Joe Bouton, director of the forage improvement division of the Samuel Roberts Noble Foundation, looks at growing switchgrass — a likely future source of ethanol. provided by the Samuel Roberts Noble Foundation
The report, authored by researchers at the University of Nebraska-Lincoln, estimates that switchgrass grown as a source of biofuel in its study produced more than five times more energy than what was needed to grow, harvest and process it into ethanol.
The study lasted five years and used switchgrass fields on 10 farms in three states.
"It was really a very good paper,” said Joe Bouton, director of the forage improvement division of the Samuel Roberts Noble Foundation. The foundation is teaming up with researchers at Oklahoma State University and the University of Oklahoma to make up the Sooner State's Bioenergy Center.
"What it showed us is that biofuel made from switchgrass contained about 540 percent more energy than what was consumed to make it,” Bouton said.
"And the fact that it was done on a farm really gives a lot of credibility to the study,” he said.
One exciting aspect of the research, he added, is that researchers in the study were using varieties of switchgrass that were available in 1999 and 2000.
Research since has given researchers even more fuel-packed varieties of switchgrass since then.

Short task -
Extend the article on switchgrass as a biofuel source, picking up after its final sentence. The records play no part in what is asked here.

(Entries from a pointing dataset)
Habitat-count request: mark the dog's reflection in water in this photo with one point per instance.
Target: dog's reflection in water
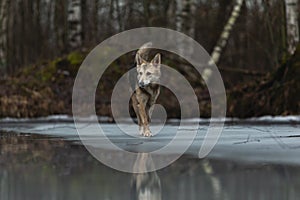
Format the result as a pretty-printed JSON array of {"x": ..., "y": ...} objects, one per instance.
[{"x": 145, "y": 186}]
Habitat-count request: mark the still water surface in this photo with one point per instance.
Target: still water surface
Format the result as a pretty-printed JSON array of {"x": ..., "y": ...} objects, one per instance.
[{"x": 40, "y": 167}]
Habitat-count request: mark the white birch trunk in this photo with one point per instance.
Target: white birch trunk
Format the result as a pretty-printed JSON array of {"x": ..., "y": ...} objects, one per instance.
[
  {"x": 292, "y": 29},
  {"x": 74, "y": 21},
  {"x": 3, "y": 31},
  {"x": 185, "y": 23},
  {"x": 215, "y": 56}
]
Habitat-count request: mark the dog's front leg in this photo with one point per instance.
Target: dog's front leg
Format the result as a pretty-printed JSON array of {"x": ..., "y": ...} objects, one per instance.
[{"x": 144, "y": 118}]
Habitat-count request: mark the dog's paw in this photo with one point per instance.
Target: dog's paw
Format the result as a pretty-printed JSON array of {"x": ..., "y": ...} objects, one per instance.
[{"x": 147, "y": 133}]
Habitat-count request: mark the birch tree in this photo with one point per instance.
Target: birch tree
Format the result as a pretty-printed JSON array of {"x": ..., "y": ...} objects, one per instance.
[
  {"x": 75, "y": 26},
  {"x": 292, "y": 29},
  {"x": 215, "y": 56}
]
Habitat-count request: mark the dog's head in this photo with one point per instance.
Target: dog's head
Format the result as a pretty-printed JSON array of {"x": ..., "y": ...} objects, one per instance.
[{"x": 148, "y": 72}]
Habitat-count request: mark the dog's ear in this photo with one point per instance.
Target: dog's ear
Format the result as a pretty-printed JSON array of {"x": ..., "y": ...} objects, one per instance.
[
  {"x": 156, "y": 60},
  {"x": 139, "y": 60}
]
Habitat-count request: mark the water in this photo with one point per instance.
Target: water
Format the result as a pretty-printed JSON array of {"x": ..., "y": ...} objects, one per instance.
[{"x": 45, "y": 160}]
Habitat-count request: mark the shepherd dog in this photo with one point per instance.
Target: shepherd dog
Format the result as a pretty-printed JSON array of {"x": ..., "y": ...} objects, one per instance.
[{"x": 145, "y": 85}]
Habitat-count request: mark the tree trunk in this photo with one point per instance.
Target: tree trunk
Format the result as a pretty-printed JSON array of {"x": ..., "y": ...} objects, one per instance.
[
  {"x": 74, "y": 21},
  {"x": 292, "y": 29},
  {"x": 215, "y": 56},
  {"x": 3, "y": 32}
]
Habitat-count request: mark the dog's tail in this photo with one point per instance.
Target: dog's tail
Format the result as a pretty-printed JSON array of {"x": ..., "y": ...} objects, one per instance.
[{"x": 144, "y": 50}]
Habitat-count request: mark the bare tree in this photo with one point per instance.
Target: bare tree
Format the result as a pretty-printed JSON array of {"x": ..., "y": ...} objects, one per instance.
[
  {"x": 75, "y": 26},
  {"x": 3, "y": 31},
  {"x": 215, "y": 56},
  {"x": 292, "y": 29}
]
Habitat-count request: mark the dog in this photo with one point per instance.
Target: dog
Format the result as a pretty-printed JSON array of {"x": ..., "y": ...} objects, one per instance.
[{"x": 145, "y": 87}]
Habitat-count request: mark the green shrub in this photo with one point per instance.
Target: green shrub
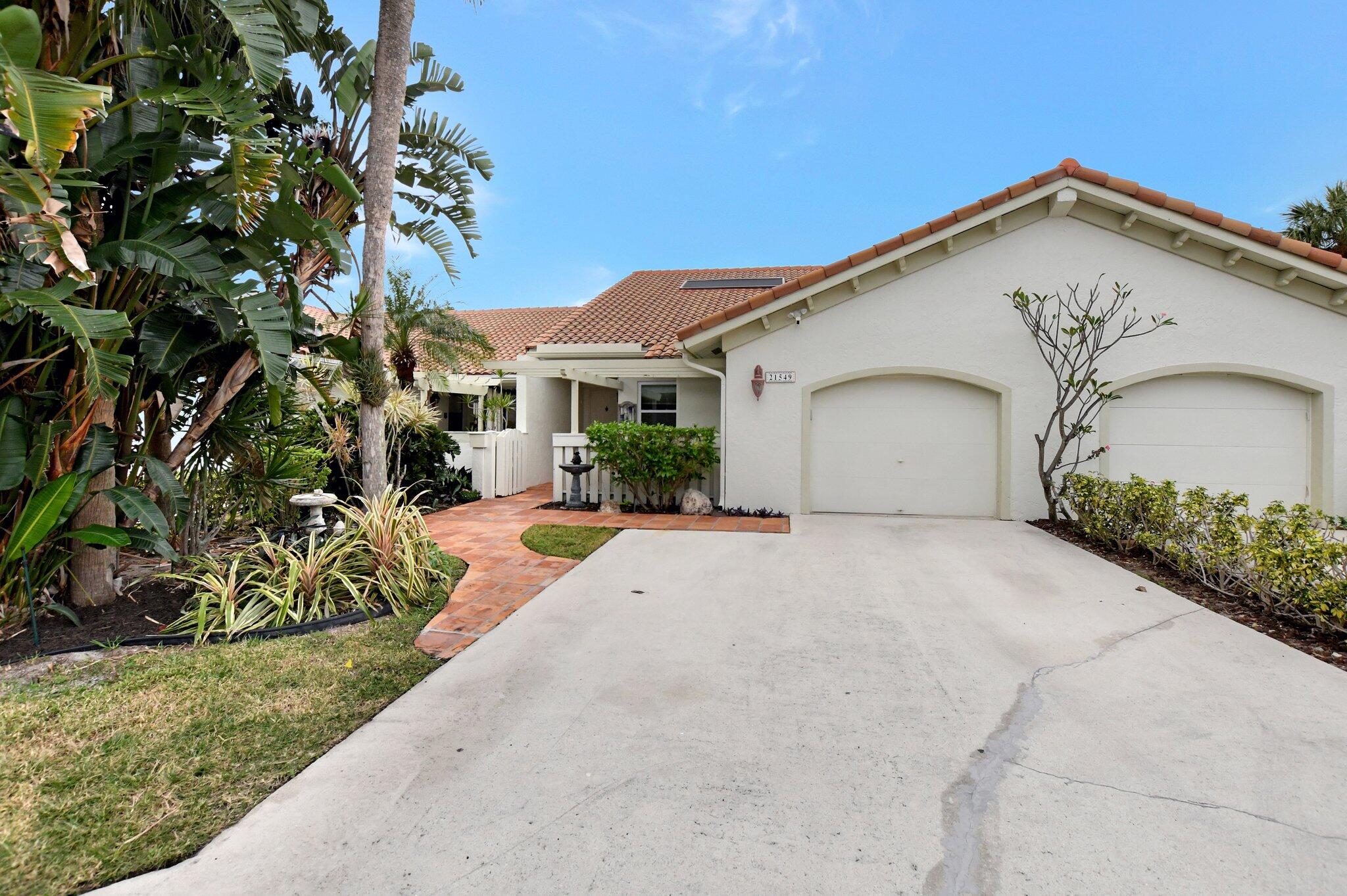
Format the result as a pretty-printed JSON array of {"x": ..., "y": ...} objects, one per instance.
[
  {"x": 654, "y": 461},
  {"x": 384, "y": 556},
  {"x": 1291, "y": 559},
  {"x": 257, "y": 490}
]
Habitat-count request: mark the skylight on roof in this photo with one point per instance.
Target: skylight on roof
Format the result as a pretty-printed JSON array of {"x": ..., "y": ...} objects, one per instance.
[{"x": 735, "y": 283}]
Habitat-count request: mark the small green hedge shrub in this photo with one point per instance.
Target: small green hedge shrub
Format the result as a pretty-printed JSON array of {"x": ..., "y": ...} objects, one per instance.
[
  {"x": 1292, "y": 559},
  {"x": 654, "y": 461}
]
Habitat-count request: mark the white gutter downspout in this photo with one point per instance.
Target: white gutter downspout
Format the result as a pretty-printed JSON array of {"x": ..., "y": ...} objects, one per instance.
[{"x": 720, "y": 376}]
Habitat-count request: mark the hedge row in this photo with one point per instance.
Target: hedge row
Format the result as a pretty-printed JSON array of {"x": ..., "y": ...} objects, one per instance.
[{"x": 1291, "y": 559}]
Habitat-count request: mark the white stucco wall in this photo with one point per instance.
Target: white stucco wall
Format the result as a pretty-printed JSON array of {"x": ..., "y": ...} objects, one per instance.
[
  {"x": 952, "y": 315},
  {"x": 699, "y": 401},
  {"x": 547, "y": 410}
]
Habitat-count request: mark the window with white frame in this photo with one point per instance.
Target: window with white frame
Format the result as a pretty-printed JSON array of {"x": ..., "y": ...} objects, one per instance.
[{"x": 659, "y": 404}]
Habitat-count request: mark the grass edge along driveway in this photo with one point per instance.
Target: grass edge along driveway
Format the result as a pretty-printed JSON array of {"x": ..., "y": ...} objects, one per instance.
[
  {"x": 572, "y": 542},
  {"x": 127, "y": 765}
]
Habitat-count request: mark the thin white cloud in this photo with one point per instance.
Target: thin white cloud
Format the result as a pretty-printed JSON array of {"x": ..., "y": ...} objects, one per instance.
[{"x": 727, "y": 42}]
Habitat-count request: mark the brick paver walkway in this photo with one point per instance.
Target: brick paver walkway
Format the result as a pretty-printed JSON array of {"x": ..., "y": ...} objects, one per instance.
[{"x": 502, "y": 575}]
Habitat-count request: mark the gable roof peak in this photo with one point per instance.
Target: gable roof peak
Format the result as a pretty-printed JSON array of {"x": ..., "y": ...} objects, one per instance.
[{"x": 1069, "y": 167}]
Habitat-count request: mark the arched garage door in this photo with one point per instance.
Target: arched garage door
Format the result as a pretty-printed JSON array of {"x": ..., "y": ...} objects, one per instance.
[
  {"x": 1221, "y": 431},
  {"x": 904, "y": 444}
]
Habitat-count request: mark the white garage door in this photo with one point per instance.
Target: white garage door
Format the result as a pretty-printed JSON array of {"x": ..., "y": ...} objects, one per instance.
[
  {"x": 904, "y": 446},
  {"x": 1221, "y": 431}
]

Answer to the problem -
"It looks like this research is just going to improve this grass even further,” Bouton said. "For researchers working on this issue in the Northern Great Plains, and for all of us on the Great Plains, this is good news.”
According to ScienceDaily, which recently published a story about the study, researchers were looking at switchgrass' net energy output.
The study involved switchgrass fields in Nebraska, North Dakota and South Dakota. It found switchgrass had better greenhouse gas emissions and that biomass leftovers from ethanol production could be used to provide needed energy to distill the product and to fuel other operations of a biorefinery.
In June, Oklahoma Gov. Brad Henry signed a bill that created the Oklahoma Bioenergy Center to coordinate biofuels research and development at the University of Oklahoma, Oklahoma State University and the Ardmore-based Samuel Roberts Noble Foundation.
Oklahoma's Legislature agreed to spend $40 million during the next several years to fund the effort.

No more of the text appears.